| DIRECTIONS |
Report how many lines in the material below contain the string "tree", treating uppercase and lowercase letters as different. Give only the number.

| DATA FOR THE TASK |
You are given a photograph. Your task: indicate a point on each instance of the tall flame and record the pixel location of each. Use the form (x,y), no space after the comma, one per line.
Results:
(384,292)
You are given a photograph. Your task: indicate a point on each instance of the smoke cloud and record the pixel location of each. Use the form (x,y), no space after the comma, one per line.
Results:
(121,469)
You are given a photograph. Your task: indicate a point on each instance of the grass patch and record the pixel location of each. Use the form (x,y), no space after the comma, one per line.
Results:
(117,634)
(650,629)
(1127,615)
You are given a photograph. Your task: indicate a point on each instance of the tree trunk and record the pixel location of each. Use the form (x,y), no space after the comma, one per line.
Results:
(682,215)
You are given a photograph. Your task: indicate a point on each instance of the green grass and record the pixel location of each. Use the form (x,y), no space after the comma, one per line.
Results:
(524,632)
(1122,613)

...

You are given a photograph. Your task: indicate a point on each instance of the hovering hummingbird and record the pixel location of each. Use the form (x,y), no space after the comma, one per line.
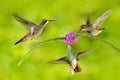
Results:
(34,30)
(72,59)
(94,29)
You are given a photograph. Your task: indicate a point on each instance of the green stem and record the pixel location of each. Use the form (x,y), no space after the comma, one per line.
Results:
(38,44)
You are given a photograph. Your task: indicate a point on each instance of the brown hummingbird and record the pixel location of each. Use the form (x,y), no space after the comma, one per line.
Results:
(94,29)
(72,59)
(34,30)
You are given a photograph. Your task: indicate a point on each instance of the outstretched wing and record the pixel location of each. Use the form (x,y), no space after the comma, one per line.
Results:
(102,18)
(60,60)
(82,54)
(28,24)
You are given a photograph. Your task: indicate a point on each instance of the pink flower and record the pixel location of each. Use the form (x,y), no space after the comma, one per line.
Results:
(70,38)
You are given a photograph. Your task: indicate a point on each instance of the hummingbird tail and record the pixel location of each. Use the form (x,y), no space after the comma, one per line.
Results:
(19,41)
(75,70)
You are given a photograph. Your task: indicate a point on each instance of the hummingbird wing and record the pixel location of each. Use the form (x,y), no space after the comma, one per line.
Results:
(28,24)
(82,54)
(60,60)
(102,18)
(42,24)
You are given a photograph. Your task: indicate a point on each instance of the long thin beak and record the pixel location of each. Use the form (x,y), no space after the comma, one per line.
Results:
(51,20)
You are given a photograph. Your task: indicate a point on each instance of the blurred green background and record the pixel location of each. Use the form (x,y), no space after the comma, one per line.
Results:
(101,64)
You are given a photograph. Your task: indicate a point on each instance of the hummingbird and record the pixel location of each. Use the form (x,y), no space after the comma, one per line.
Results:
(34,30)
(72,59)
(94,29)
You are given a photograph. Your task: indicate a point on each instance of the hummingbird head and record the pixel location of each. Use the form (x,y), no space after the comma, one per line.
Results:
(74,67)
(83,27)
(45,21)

...

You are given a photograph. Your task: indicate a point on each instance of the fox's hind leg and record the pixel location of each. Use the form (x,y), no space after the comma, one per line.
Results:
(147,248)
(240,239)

| WRITTEN SOLUTION |
1